■ EXERCISE 1 ■
In the transcript about the data loader, what batch size is used when the sampler is turned into batches?

So as you can see, these are just indexes. So we could add shuffle equals true. And now 

that's going to call random.shuffle(), which just randomly permuts them. And now if I do the same 

thing, I've got random indexes of my source data. So why is that useful? Well, what we could now 

do is create something called a BatchSampler. And what the BatchSampler is going to do is it's 

going to basically do this islice thing for us. So we're going to say, okay, pass in a sampler. 

So that's something that generates indices and pass in a batch size. And remember, we've 

looked at chunking before. It's going to chunk that iterator by that batch size. And so if I now say, all right, please 

take our sampler and create batches of 4. As you can see here, it's creating batches 

of four indices at a time. So rather than just looping through them in order, I 

can now loop through this BatchSampler. So we're going to change our data loader 

so that now it's going to take some BatchSampler. And it's going to loop through the 

BatchSampler. That's going to give us indices. And then we're going to get that Dataset item 

from that batch for everything in that batch. So that's going to give us a list. And then we 

have to stack all of the x’s and all of the y’s together into tensors. So I've created 

something here called collate function. And we're going to default that to this little 

function here, which is going to grab our batch, pull out the x’s and y’s separately, 

and then stack them up into tensors. So this is called our collate function.

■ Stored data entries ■
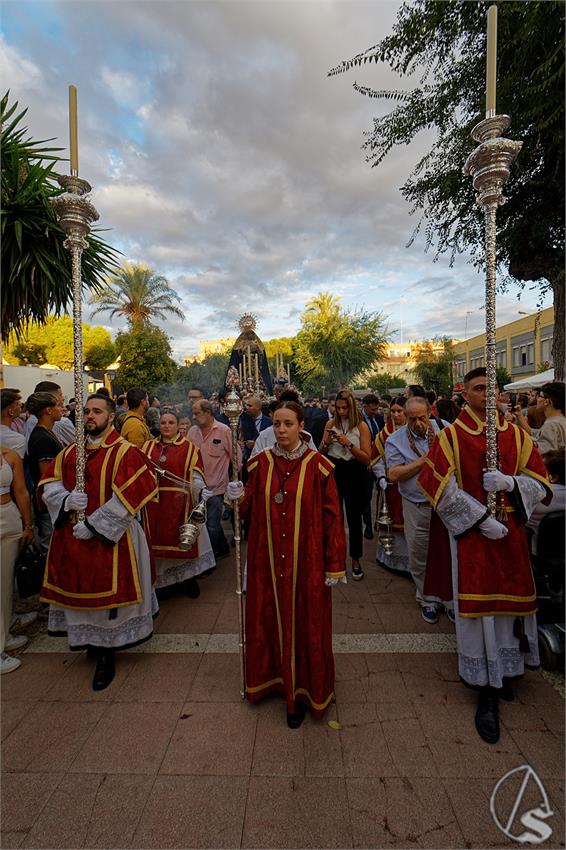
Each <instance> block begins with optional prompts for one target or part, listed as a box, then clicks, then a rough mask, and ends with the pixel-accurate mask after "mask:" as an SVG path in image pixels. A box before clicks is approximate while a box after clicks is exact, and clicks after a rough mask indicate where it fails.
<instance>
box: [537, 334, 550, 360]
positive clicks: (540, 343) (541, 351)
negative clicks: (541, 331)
mask: <svg viewBox="0 0 566 850" xmlns="http://www.w3.org/2000/svg"><path fill="white" fill-rule="evenodd" d="M540 357H541V360H542V362H543V363H548V365H549V366H552V337H551V336H549V337H548V338H547V339H541V341H540Z"/></svg>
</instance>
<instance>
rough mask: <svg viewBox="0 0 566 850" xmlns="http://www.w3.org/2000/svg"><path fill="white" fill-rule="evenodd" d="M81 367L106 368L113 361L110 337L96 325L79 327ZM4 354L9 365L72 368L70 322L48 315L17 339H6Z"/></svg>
mask: <svg viewBox="0 0 566 850" xmlns="http://www.w3.org/2000/svg"><path fill="white" fill-rule="evenodd" d="M82 327H83V359H84V363H85V368H90V369H106V368H107V367H108V366H109V365H110V364H111V363H112V361H113V360H115V359H116V350H115V348H114V345H113V343H112V337H111V336H110V334H109V333H108V331H107V330H106V328H102V327H99V326H95V327H91V326H90V325H88V324H83V326H82ZM4 355H5V357H6V359H7V360H8V362H9V363H18V364H20V365H29V364H36V365H39V366H41V365H42V364H44V363H51V364H52V365H53V366H58V367H59V368H60V369H72V368H73V364H74V360H73V320H72V318H71V317H70V316H61V317H60V318H58V317H57V316H48V317H47V321H46V322H45V323H44V324H41V325H38V324H35V323H34V324H31V325H28V327H27V330H26V331H25V333H23V334H22V336H21V338H20V340H18V339H17V337H16V335H15V334H12V335H11V336H10V337H9V338H8V343H7V345H6V348H5V352H4Z"/></svg>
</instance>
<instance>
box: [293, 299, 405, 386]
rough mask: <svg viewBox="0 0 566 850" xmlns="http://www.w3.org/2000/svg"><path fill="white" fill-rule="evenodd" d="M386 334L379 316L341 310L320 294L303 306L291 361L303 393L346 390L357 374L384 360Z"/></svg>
mask: <svg viewBox="0 0 566 850" xmlns="http://www.w3.org/2000/svg"><path fill="white" fill-rule="evenodd" d="M387 338H388V331H387V327H386V324H385V318H384V316H383V315H382V314H381V313H371V312H368V311H366V310H361V309H358V310H345V309H344V308H343V307H341V306H340V302H339V299H338V298H337V297H336V296H334V295H332V294H331V293H329V292H321V293H319V294H318V295H317V296H316V297H315V298H312V299H311V300H310V301H308V302H307V304H306V309H305V311H304V313H303V315H302V317H301V328H300V330H299V333H298V334H297V336H296V337H295V342H294V346H293V348H294V351H293V361H294V363H295V364H296V371H297V373H298V378H299V383H300V385H301V387H302V388H303V389H304V390H317V389H318V388H319V387H321V386H324V387H325V389H326V390H327V391H328V392H330V391H331V390H332V389H340V388H341V387H345V386H347V384H348V383H349V382H350V381H351V380H352V378H353V377H354V376H355V375H357V374H358V373H359V372H362V371H363V370H365V369H368V368H369V367H371V366H372V365H373V364H374V363H376V362H378V361H379V360H382V359H383V357H384V356H385V344H386V342H387Z"/></svg>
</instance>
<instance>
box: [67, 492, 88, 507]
mask: <svg viewBox="0 0 566 850" xmlns="http://www.w3.org/2000/svg"><path fill="white" fill-rule="evenodd" d="M87 505H88V496H87V494H86V493H80V492H79V491H78V490H72V491H71V492H70V493H69V495H68V496H67V498H66V499H65V510H66V511H84V510H86V506H87Z"/></svg>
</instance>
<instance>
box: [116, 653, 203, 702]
mask: <svg viewBox="0 0 566 850" xmlns="http://www.w3.org/2000/svg"><path fill="white" fill-rule="evenodd" d="M200 661H201V656H200V655H196V654H176V653H170V654H162V655H150V654H147V655H139V656H136V664H135V666H134V667H133V669H132V671H131V672H130V675H129V676H128V677H127V678H126V679H125V681H124V682H123V684H122V687H121V688H120V689H119V690H118V692H117V693H115V694H114V699H115V700H116V701H117V702H183V701H184V700H185V699H186V697H187V694H188V692H189V689H190V687H191V684H192V682H193V679H194V677H195V674H196V671H197V670H198V666H199V664H200Z"/></svg>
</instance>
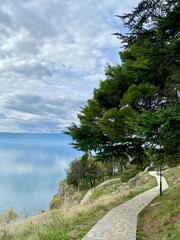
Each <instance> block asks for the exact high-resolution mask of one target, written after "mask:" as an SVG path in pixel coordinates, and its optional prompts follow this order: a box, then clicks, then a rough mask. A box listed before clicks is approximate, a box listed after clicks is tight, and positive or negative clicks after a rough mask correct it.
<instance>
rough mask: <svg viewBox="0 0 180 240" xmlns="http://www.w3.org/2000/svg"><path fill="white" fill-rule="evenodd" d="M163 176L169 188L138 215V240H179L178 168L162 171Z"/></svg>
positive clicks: (178, 172)
mask: <svg viewBox="0 0 180 240" xmlns="http://www.w3.org/2000/svg"><path fill="white" fill-rule="evenodd" d="M164 176H165V177H166V178H167V180H168V183H169V186H170V187H169V188H168V189H167V190H166V191H164V192H163V196H158V197H157V198H155V199H154V200H153V201H152V202H151V203H150V204H149V205H148V206H147V207H146V208H145V209H144V210H143V211H142V212H141V213H140V215H139V219H138V231H137V232H138V237H137V239H138V240H159V239H163V240H179V236H180V202H179V194H180V166H178V167H175V168H171V169H168V170H166V171H164Z"/></svg>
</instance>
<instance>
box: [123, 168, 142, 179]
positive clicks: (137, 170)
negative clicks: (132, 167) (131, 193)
mask: <svg viewBox="0 0 180 240" xmlns="http://www.w3.org/2000/svg"><path fill="white" fill-rule="evenodd" d="M139 172H140V170H139V169H128V170H125V171H124V172H123V173H122V175H121V181H122V182H128V181H129V179H131V178H133V177H135V176H136V175H137V174H138V173H139Z"/></svg>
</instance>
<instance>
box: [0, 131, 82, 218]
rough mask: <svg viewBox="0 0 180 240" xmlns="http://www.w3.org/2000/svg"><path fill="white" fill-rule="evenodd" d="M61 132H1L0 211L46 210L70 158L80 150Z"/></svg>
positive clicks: (24, 210)
mask: <svg viewBox="0 0 180 240" xmlns="http://www.w3.org/2000/svg"><path fill="white" fill-rule="evenodd" d="M70 142H71V139H70V138H68V137H66V136H65V135H63V134H0V212H1V213H3V212H5V211H6V210H7V209H8V208H10V207H12V208H13V209H14V210H15V212H17V213H18V214H19V215H20V216H22V217H26V216H29V215H34V214H37V213H39V212H40V211H41V210H46V209H47V208H48V204H49V202H50V200H51V199H52V196H53V195H54V194H55V193H56V192H57V190H58V183H59V181H60V180H62V179H63V178H64V177H65V169H67V168H68V165H69V162H70V161H72V160H73V159H74V158H75V157H78V156H81V155H82V153H81V152H79V151H76V150H74V149H73V148H72V147H71V146H70V145H69V143H70Z"/></svg>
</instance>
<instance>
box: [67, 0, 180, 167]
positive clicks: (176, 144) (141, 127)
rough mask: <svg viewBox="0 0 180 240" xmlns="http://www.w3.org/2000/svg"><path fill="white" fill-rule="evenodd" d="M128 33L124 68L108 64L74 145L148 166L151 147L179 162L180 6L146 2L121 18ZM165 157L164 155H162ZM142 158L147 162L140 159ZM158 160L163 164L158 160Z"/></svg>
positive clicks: (72, 132)
mask: <svg viewBox="0 0 180 240" xmlns="http://www.w3.org/2000/svg"><path fill="white" fill-rule="evenodd" d="M118 17H119V18H120V19H121V20H123V22H124V25H125V26H126V27H127V28H128V29H129V33H128V34H125V35H123V34H121V33H117V34H116V35H117V36H118V38H120V39H121V40H122V41H123V43H124V45H125V49H124V50H123V51H122V52H121V53H120V57H121V61H122V64H121V66H120V65H117V66H110V65H107V66H106V69H105V76H106V78H105V79H104V81H101V82H100V85H99V88H96V89H95V90H94V95H93V98H92V99H89V100H88V102H87V105H86V106H85V107H84V108H83V109H82V110H81V113H80V114H78V118H79V120H80V124H79V126H76V125H75V124H74V125H72V126H70V127H69V128H68V131H67V132H66V133H67V134H68V135H70V136H71V137H72V138H73V140H74V142H73V146H74V147H75V148H78V149H80V150H82V151H85V152H93V153H95V154H96V157H97V159H99V160H104V161H105V160H106V161H117V162H119V163H122V162H123V164H124V160H125V159H126V162H128V161H129V157H131V158H133V160H134V162H135V163H136V164H137V163H138V161H139V163H140V164H141V165H142V166H143V165H145V164H144V162H145V161H146V160H145V159H146V157H147V156H146V153H145V151H146V149H145V148H146V147H147V145H148V146H149V148H152V150H153V151H154V150H155V149H156V148H161V151H156V153H155V154H156V155H157V157H156V158H157V159H158V158H159V157H161V158H162V162H164V163H168V164H169V165H171V164H172V162H173V163H174V164H175V163H176V164H177V163H178V160H177V159H179V152H180V149H179V143H180V142H179V135H180V115H179V112H180V108H179V102H180V101H179V97H180V88H179V87H180V70H179V69H180V61H179V56H180V39H179V32H180V25H178V24H177V22H178V19H180V4H179V1H178V0H171V1H169V0H165V1H163V0H153V1H148V0H142V1H141V2H140V3H139V4H138V6H137V7H136V8H135V9H134V10H133V11H132V12H131V13H129V14H125V15H123V16H118ZM159 152H160V153H159ZM141 156H142V157H141ZM158 161H159V160H158Z"/></svg>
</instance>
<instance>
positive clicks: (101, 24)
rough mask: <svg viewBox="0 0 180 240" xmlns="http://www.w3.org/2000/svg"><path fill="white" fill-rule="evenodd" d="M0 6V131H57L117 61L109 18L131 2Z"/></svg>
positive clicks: (46, 3)
mask: <svg viewBox="0 0 180 240" xmlns="http://www.w3.org/2000/svg"><path fill="white" fill-rule="evenodd" d="M0 3H1V4H0V84H1V94H0V126H1V127H0V131H10V132H29V131H31V132H45V131H47V132H55V131H59V129H63V128H64V127H65V126H67V125H68V124H69V123H70V122H72V121H77V119H76V118H75V116H76V112H77V111H78V109H80V106H83V105H84V104H85V101H86V100H87V99H88V98H90V97H92V92H93V89H94V88H95V87H97V86H98V82H99V80H101V79H103V78H104V67H105V65H106V63H112V64H115V63H116V61H118V54H117V53H118V51H119V48H120V42H119V41H118V40H117V39H116V38H115V37H114V36H112V33H114V32H117V31H120V28H121V24H120V22H119V20H118V19H117V18H115V17H114V15H116V14H122V13H124V12H127V11H129V10H131V9H132V7H133V6H136V4H137V0H133V1H130V0H128V1H125V2H118V1H116V0H109V1H107V0H102V1H100V2H98V1H95V0H86V1H81V0H76V1H73V0H68V1H66V0H62V1H59V0H51V1H49V0H0Z"/></svg>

■ EXERCISE 2 ■
Turn the listing, from its start up to and including the line with "negative clicks: (541, 331)", into a Markdown table with the columns Row and Line, leaving out blank lines and the pictures.

■ WRITTEN SOLUTION 1 ■
4

■ WRITTEN SOLUTION 2 ■
| Row | Line |
|---|---|
| 1 | Each <instance> block begins with optional prompts for one target or part, listed as a box, then clicks, then a rough mask, and ends with the pixel-accurate mask after "mask:" as an SVG path in image pixels. A box before clicks is approximate while a box after clicks is exact, and clicks after a rough mask indicate where it fails. |
| 2 | <instance> |
| 3 | box: [537, 334, 550, 360] |
| 4 | positive clicks: (540, 343) (541, 351) |
| 5 | negative clicks: (541, 331) |